What is being asked >> Copy the whole listing verbatim.

────────────────────

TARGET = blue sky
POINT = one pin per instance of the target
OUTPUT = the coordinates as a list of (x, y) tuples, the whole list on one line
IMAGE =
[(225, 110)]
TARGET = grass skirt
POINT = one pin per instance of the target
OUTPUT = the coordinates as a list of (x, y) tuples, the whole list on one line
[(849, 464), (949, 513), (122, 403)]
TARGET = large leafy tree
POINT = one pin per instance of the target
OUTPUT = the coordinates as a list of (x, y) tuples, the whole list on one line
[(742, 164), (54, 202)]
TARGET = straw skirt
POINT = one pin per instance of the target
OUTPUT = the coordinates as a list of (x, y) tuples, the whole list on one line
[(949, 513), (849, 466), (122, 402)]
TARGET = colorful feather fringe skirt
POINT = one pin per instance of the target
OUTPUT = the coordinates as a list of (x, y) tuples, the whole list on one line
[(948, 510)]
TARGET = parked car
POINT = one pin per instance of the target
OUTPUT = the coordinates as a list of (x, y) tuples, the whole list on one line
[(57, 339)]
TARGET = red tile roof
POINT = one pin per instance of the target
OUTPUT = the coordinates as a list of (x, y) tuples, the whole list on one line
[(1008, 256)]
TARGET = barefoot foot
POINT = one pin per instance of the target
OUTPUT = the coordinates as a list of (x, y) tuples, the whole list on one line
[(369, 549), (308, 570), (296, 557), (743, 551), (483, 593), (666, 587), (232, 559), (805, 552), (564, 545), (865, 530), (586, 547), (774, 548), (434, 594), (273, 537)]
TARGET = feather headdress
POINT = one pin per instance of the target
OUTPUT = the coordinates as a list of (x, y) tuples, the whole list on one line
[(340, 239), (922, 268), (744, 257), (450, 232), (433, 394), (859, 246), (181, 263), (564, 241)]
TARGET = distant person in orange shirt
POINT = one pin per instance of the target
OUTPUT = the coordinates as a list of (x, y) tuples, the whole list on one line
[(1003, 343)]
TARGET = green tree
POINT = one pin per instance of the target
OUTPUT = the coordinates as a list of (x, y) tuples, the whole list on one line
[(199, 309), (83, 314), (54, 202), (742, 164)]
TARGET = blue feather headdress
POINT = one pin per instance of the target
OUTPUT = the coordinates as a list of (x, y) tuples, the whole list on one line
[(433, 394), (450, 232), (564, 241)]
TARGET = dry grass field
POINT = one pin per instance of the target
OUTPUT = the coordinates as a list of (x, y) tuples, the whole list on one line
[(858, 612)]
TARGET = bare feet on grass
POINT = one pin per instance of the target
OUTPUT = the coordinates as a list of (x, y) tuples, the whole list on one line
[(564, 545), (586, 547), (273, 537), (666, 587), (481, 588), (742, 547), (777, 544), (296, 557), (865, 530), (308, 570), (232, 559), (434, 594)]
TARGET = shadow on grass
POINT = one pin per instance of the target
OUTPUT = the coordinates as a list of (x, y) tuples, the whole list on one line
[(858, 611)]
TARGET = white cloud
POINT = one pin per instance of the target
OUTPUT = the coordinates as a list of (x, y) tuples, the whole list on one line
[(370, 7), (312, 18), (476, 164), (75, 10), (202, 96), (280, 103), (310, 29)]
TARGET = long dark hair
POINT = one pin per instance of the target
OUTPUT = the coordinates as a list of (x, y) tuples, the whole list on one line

────────────────────

Solution for this problem >>
TARGET = blue sky
POINT = one pin per instance of the target
OUTPUT = the coordinates as a list of (x, y) tuples, the whole list on one line
IMAGE =
[(225, 110)]
TARGET = grass skirt
POINT = one pin per instance of the target
OUTPUT = the coordinates as a list of (x, y) tuples, the whole list on one line
[(849, 464), (949, 513), (122, 403)]
TARGET = large leafy tree
POINT = one pin per instance of the target
OUTPUT = the coordinates as a list of (x, y) tuples, the whole list on one line
[(742, 164), (54, 202)]
TARGET = straw skirt
POINT = one pin per instance of the target
OUTPUT = the coordinates as a list of (x, y) tuples, the whole list on one line
[(949, 513), (849, 466), (122, 402)]
TARGET = colorful feather fringe skirt
POINT = one pin per instance of the target
OUTPUT = the coordinates as a list of (x, y) tuples, the whole list on one line
[(948, 510)]
TARGET = parked car
POINT = one pin per instance of the target
OUTPUT = the coordinates as a list of (x, y) tuples, the whole list on one line
[(57, 339)]
TARGET = red tile roof
POINT = one pin per instance of the target
OUTPUT = the coordinates as a list of (x, y) tuples, the whole list on one line
[(1008, 256)]
TARGET = barefoot foot
POINT = one pin per instance of the target
OUTPUT = the coordinates as a list of (x, y) tuples, the whole list on one line
[(369, 549), (308, 570), (296, 557), (743, 551), (483, 593), (666, 587), (232, 559), (805, 552), (564, 545), (865, 530), (586, 547), (774, 548), (434, 594), (273, 537)]
TARGET = feather headdress
POINT = one pin per instance of the target
OUTPUT = the coordinates as a list of (x, y) tuples, the whole list on one line
[(340, 239), (922, 268), (744, 257), (450, 232), (433, 394), (859, 246), (181, 263), (564, 241)]
TARGET = distant person in orange shirt
POINT = one pin per instance of the target
OUTPUT = the coordinates as a list of (x, y) tuples, the whole list on one line
[(1003, 343)]
TARGET = green tree
POINT = one pin per instance of the target
OUTPUT = the coordinates as a list of (x, y) tuples, the whole list on one line
[(199, 309), (83, 314), (54, 202), (742, 164)]
TARGET = blue feather headdress
POINT = one pin per instance of the target
OUTPUT = the coordinates as a list of (x, y) tuples, the whole list on one line
[(433, 394), (450, 232), (564, 241)]
TARGET = dry grass field
POINT = one pin per instance of the target
OUTPUT = the coordinates as a list of (x, y) tuples, the whole list on one line
[(858, 612)]
TARGET = bare feet on grass
POINT = one pin per instance of the target
OUTPUT = the coordinates as a list of (x, y) tuples, the whole list on one line
[(564, 545), (586, 547), (273, 537), (666, 587), (481, 588), (742, 547), (777, 544), (296, 557), (865, 530), (308, 570), (232, 559), (434, 594)]
TARGET = shadow on grass
POINT = one pin per instance of the target
OUTPUT = the coordinates as a list of (x, y) tuples, the whole list on one line
[(858, 611)]
TARGET = white cloud
POINT = one pin per instance of the target
OUTPUT = the coordinates as a list of (x, y) tuples, the whole list on one line
[(370, 7), (312, 18), (476, 164), (75, 10), (202, 96), (280, 103), (310, 29)]
TARGET = long dark hair
POINT = one pin per instance of the target
OUTPUT = the coordinates as a list of (x, y) tuples, the whole list on one line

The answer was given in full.